▶ **Task directions**: Locate the line that contains "Target: beige curtain", then copy it and all later lines of the data below exactly, through the last one.

▶ **Provided information**:
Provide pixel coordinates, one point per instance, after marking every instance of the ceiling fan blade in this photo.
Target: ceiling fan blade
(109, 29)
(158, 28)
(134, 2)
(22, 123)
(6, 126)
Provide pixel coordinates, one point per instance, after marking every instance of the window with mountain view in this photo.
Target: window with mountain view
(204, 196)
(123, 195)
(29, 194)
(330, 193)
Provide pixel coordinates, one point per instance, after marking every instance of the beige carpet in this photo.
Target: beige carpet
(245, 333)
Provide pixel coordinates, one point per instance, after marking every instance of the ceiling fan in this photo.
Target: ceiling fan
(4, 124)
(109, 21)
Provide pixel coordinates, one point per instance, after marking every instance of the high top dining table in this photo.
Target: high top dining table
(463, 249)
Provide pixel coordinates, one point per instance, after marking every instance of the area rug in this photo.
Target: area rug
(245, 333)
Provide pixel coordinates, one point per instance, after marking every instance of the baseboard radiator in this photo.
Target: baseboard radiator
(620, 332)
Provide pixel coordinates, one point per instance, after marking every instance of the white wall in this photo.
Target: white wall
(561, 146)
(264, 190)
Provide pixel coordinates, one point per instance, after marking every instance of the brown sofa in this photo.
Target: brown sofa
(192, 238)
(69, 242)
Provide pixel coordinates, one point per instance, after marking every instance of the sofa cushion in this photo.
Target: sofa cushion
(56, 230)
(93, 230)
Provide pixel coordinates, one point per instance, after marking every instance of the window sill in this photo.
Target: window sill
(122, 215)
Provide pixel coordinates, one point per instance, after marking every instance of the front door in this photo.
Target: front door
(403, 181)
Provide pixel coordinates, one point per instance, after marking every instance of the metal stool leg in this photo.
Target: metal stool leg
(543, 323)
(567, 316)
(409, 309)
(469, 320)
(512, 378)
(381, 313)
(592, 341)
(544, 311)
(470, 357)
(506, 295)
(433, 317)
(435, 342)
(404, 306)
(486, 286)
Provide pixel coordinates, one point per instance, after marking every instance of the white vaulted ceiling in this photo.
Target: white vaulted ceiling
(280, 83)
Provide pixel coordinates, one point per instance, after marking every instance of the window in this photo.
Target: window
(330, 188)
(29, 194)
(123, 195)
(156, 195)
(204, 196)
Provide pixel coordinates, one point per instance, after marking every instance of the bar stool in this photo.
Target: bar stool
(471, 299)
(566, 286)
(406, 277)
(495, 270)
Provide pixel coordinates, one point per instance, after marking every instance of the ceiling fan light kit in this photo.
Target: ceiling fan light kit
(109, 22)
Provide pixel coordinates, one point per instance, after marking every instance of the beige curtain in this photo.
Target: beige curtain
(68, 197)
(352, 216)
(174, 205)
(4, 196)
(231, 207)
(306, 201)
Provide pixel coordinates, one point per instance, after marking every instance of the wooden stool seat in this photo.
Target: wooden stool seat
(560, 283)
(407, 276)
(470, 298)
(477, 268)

▶ **Response**:
Target: beige curtain
(68, 197)
(352, 216)
(174, 205)
(4, 196)
(231, 207)
(306, 201)
Provide pixel coordinates, one point per instance, after marking every instance of the wooden stool seat in this photo.
Target: wooden stool seat
(560, 283)
(407, 276)
(470, 298)
(477, 268)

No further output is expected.